- **Given records**

____

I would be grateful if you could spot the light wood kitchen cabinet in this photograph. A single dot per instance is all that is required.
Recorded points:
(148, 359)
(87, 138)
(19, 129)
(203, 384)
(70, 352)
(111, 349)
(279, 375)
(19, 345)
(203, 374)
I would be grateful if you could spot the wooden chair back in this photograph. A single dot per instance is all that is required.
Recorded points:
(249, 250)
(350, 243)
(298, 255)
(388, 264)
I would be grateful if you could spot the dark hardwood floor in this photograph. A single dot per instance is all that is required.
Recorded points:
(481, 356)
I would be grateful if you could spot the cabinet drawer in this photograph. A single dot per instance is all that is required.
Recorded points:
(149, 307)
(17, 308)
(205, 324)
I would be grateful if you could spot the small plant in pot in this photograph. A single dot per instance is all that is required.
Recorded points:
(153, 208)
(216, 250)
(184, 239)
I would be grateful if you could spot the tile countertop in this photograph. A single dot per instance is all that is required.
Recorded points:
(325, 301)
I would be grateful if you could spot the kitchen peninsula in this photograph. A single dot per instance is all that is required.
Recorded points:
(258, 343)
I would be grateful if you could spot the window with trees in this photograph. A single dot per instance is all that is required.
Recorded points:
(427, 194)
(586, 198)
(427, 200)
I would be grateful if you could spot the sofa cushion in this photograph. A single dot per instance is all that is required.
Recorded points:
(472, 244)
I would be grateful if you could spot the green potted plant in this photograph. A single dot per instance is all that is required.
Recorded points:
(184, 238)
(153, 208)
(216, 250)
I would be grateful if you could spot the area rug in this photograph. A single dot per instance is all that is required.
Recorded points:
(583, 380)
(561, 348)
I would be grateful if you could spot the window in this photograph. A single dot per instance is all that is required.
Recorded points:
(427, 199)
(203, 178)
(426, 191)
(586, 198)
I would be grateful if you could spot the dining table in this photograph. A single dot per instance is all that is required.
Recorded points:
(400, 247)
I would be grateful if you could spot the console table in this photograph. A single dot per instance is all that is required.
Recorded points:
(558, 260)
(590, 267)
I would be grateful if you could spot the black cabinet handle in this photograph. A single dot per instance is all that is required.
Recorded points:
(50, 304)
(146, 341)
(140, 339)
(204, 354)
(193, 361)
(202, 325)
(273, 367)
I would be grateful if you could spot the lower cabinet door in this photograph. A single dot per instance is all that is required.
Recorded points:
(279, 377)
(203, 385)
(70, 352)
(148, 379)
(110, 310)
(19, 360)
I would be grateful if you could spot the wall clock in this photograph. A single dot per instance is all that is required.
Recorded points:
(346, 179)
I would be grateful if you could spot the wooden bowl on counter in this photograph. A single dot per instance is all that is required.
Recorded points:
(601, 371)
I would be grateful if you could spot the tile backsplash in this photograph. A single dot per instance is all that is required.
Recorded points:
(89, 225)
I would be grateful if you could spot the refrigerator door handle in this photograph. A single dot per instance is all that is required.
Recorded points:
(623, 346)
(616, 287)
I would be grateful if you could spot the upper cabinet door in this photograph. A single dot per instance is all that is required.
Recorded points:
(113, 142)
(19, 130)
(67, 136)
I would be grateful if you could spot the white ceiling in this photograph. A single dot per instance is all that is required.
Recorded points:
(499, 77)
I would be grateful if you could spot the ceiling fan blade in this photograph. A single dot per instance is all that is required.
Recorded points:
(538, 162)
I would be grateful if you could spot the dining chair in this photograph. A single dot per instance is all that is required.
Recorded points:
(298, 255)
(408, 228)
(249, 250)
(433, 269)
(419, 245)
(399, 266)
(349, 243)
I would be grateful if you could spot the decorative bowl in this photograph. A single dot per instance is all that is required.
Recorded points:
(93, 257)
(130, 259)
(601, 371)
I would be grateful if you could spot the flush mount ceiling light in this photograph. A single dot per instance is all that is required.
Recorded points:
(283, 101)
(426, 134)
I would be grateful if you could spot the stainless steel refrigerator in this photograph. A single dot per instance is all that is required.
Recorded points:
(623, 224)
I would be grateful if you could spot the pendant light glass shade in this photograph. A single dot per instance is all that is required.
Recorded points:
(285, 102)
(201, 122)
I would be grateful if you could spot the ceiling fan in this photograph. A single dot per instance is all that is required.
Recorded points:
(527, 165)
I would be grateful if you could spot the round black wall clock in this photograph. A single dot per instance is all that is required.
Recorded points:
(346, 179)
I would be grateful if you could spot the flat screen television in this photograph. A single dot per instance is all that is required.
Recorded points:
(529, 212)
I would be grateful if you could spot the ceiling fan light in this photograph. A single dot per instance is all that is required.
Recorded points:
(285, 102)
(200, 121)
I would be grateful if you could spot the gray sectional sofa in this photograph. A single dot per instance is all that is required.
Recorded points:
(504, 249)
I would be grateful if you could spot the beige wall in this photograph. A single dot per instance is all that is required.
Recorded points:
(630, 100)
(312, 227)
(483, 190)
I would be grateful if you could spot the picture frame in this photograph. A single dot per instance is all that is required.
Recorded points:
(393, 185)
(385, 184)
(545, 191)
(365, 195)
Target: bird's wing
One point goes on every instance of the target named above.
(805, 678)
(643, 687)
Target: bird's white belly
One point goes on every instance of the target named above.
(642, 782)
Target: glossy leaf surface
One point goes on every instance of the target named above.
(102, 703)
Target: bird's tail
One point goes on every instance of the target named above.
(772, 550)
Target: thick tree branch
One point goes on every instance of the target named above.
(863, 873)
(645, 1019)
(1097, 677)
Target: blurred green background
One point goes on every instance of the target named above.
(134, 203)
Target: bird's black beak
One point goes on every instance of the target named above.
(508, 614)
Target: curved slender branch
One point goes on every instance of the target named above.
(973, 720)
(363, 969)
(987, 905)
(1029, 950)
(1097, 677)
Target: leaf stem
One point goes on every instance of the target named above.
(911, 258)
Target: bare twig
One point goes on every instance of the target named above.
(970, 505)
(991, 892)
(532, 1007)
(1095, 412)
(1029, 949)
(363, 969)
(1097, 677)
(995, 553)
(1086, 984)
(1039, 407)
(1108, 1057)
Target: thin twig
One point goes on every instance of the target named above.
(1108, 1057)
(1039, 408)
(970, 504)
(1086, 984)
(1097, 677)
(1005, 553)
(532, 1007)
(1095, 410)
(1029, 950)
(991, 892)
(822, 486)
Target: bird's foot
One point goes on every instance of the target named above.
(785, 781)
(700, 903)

____

- **What you should do**
Repeat the whole listing exactly. Leave nothing out.

- **Exercise response**
I would be grateful if you could spot the light wood kitchen cabinet in this photograph. A single dot per instance is all that is required.
Recorded points:
(148, 359)
(87, 138)
(19, 129)
(203, 384)
(70, 352)
(111, 349)
(279, 375)
(19, 345)
(203, 374)
I would be grateful if you could spot the wooden chair back in this photograph. A single dot per instance is all that is required.
Recorded points:
(249, 250)
(350, 243)
(298, 255)
(388, 264)
I would be grateful if you could spot the dark hardwood floor in this photograph. A single dot per instance is all that is required.
Recorded points:
(481, 356)
I would be grateful if you could spot the cabinet drawer in this photograph. A single dot per instance is all that is required.
Recorded points:
(149, 307)
(17, 308)
(205, 324)
I would be grateful if you could spot the small plant in pot in this photograph. A single dot per instance is all that is required.
Recorded points:
(153, 208)
(216, 250)
(184, 239)
I would be grateful if you could spot the tile countertop in this photograph. A single dot per instance is all that is required.
Recorded points:
(325, 301)
I would be grateful if you could spot the kitchen peninsula in this photograph. A single dot per instance is all that is required.
Recorded points:
(258, 343)
I would be grateful if you could spot the window with trees in this photograph. A single dot per instance is all that is required.
Recorded points:
(427, 194)
(586, 198)
(427, 200)
I would be grateful if you could spot the sofa cushion in this photograph. A single dot per instance is all that is required.
Recorded points:
(472, 244)
I would be grateful if you could spot the green potted plant in this photograph. A single dot per instance is all that is required.
Recorded points:
(184, 238)
(153, 208)
(216, 250)
I would be grateful if you could spot the area rug in this photograph. A single dot per instance is all that is required.
Recorded points:
(583, 380)
(561, 348)
I would be grateful if you could spot the window in this photograph. A single dot per instance is all that is required.
Recorded points:
(427, 199)
(203, 178)
(426, 191)
(586, 198)
I would be grateful if you could spot the dining table in this photograph. A single dot per instance is all that is required.
Recorded points:
(400, 247)
I would be grateful if you could spot the console table in this photograph. A single dot per instance is all that is required.
Recorded points:
(558, 260)
(590, 267)
I would be grateful if you could spot the black cabinet handle in this photograph. A single dot per instance is all that is required.
Recorded points:
(50, 304)
(146, 341)
(140, 339)
(204, 354)
(193, 361)
(202, 325)
(273, 367)
I would be grateful if you could spot the lower cabinet door in this photograph. A single dot per instance is all that is required.
Recorded points:
(279, 377)
(203, 385)
(70, 352)
(148, 379)
(110, 310)
(19, 360)
I would be grateful if you could spot the wall clock in this photograph. A single dot per instance is all that is required.
Recorded points:
(346, 179)
I would be grateful if you could spot the wooden bowl on counter in this photograph. A single dot per instance is all that is required.
Recorded points:
(601, 371)
I would be grateful if you could spot the tile backsplash in this photograph. A single dot per instance is all that is required.
Recorded points:
(89, 225)
I would be grateful if you could spot the refrigerator door handle in this photograph. A single dot per instance is all that is required.
Recorded points:
(623, 346)
(616, 287)
I would be grateful if you could spot the upper cabinet door in this photograph. A single dot per instance is all that is required.
Recorded points:
(113, 142)
(19, 130)
(67, 136)
I would be grateful if you could spot the white ceiling in this photograph. A single dot per instance is all that is required.
Recorded points:
(499, 77)
I would be grateful if you could spot the ceiling fan blade in this photograph. A single dot per instance is all that is required.
Recorded points:
(538, 162)
I would be grateful if you could spot the dining chair in this photograph. A single dot per instance is all that is required.
Recorded points:
(298, 255)
(408, 228)
(249, 250)
(433, 269)
(419, 245)
(399, 266)
(349, 243)
I would be grateful if you could spot the decorative bowl in this photograph. A single dot per instance is all that is required.
Recorded points:
(93, 257)
(130, 259)
(601, 371)
I would be grateful if you could spot the flush mount ceiling light in this photograph. A single dot per instance is all that is required.
Recorded points:
(283, 101)
(426, 134)
I would be grateful if you could spot the stainless steel refrigerator in this photograph. A single dot per instance is all that is required.
Recorded points:
(623, 224)
I would be grateful if you could spot the pendant light glass shade in this photograph. A single dot per instance is all that is required.
Recorded points:
(285, 102)
(201, 122)
I would be grateful if you could spot the ceiling fan in this photograph. A single dot per instance is all that is required.
Recorded points:
(527, 165)
I would be grateful if you could spot the round black wall clock in this photograph. A single dot per instance is all that is required.
Recorded points:
(346, 179)
I would be grateful if you could spot the flat screen television in this photograph. A single dot per instance is all that is required.
Recorded points:
(529, 212)
I would be grateful if you could spot the ceiling fan light in this photograph. A single dot per instance is all that is required.
Recorded points:
(285, 102)
(200, 121)
I would be grateful if you could spot the gray sectional sofa in this photograph. A single dot per instance is all that is required.
Recorded points:
(504, 249)
I would be grateful if you could spot the beige wall in this photograph. A single dot per instance is all that is required.
Recorded points:
(630, 100)
(312, 227)
(483, 190)
I would be grateful if you could spot the picture frame in this photograph. A single dot per instance is all that is required.
Recorded points:
(393, 185)
(385, 184)
(545, 191)
(365, 195)
Target: bird's wing
One point goes on every instance of the target named above.
(805, 678)
(643, 687)
Target: bird's white belly
One point goes on every instance of the target named above.
(642, 782)
Target: glossy leaf surface
One point goes on every instance of the target named above.
(102, 703)
Target: bird's tail
One point goes on every instance of the target named above.
(772, 550)
Target: thick tree branch
One point goes on every instance of the target named above.
(863, 873)
(645, 1019)
(1097, 677)
Target: blurred green background
One point goes on every instance of the target named above.
(134, 203)
Target: bird's black beak
One point goes on every instance of the target named above.
(508, 614)
Target: curved slender branch
One point goes on every instance of the target named above.
(973, 720)
(363, 969)
(987, 905)
(1029, 950)
(1097, 677)
Target: leaf stem
One point goes on every instance of the target named above.
(911, 258)
Target: bare twig
One point goes on every instance of the target named above.
(970, 505)
(991, 892)
(532, 1007)
(1095, 412)
(1029, 949)
(363, 969)
(1097, 677)
(995, 553)
(1086, 984)
(1039, 407)
(1108, 1057)
Target: thin twig
One point goes on every instance of the target named above.
(1108, 1057)
(1039, 408)
(970, 504)
(1086, 984)
(1097, 677)
(1005, 553)
(532, 1007)
(1095, 410)
(1029, 950)
(991, 892)
(822, 486)
Target: bird's foot
One point goes on every instance of the target named above.
(785, 781)
(700, 903)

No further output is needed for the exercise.